WHAT IS EXPECTED:
In the profile of Jerry Judd, which company does the Schmitt-family patriarch own?

GIVEN TEXT:
········
It's not easy walking the streets of Cincinnati without bumping into someone who knows Jerry Judd.
When Judd was 3, his parents were killed in an automobile accident. People knew his father, Bob, a star athlete who played football for Xavier University in the 1950s. So when the senior Judd and his wife, Shirley, died, leaving behind three girls and two boys, the tragedy made local headlines.
"A lot of people knew our family background," acknowledges Judd, who is now vice president of treasury services at Denver-based Cath-olic Health Initiatives.
Judd and his brother were raised in the Buckeye State along with three other boys by Joan and Don Schmitt, themselves familiar figures in town. The Schmitt-family patriarch owns Shur-Good Biscuit Co., a cookie and snack distributor with annual sales of $30 million. Schmitt also owned a private swim club where, for 10 summers, Jerry worked along with his brothers. Although his sisters were raised separately, the close-knit families made sure they all spent time together.
"I could have gone down a different path and could have been a lot less fortunate," Judd reflects. "I think part of my success today is actually attributable to their upbringing."
········
MATERIAL PROVIDED:
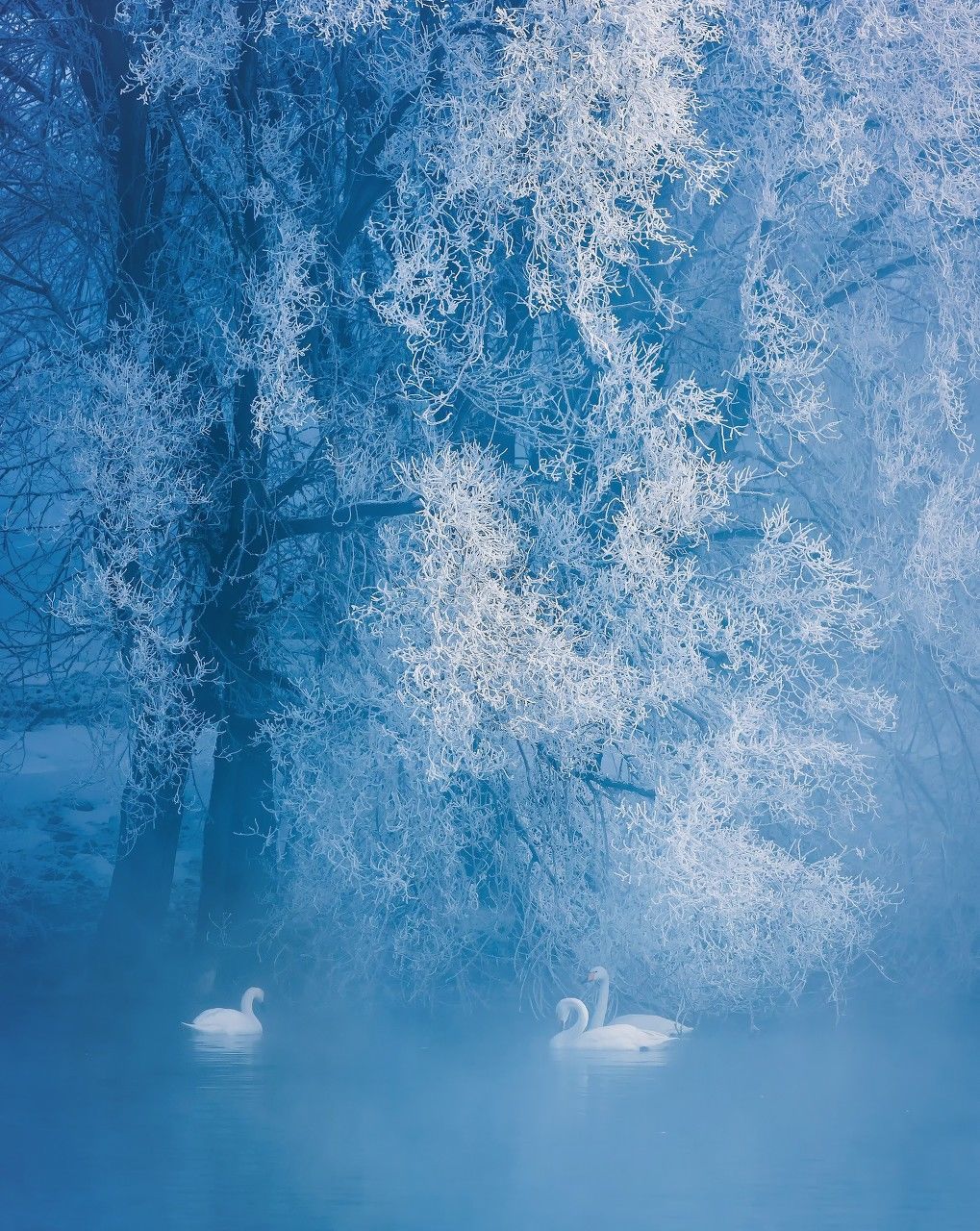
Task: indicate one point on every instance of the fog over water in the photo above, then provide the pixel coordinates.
(489, 518)
(418, 1124)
········
SOLUTION TO THE PROBLEM:
Shur-Good Biscuit Co., a cookie and snack distributor.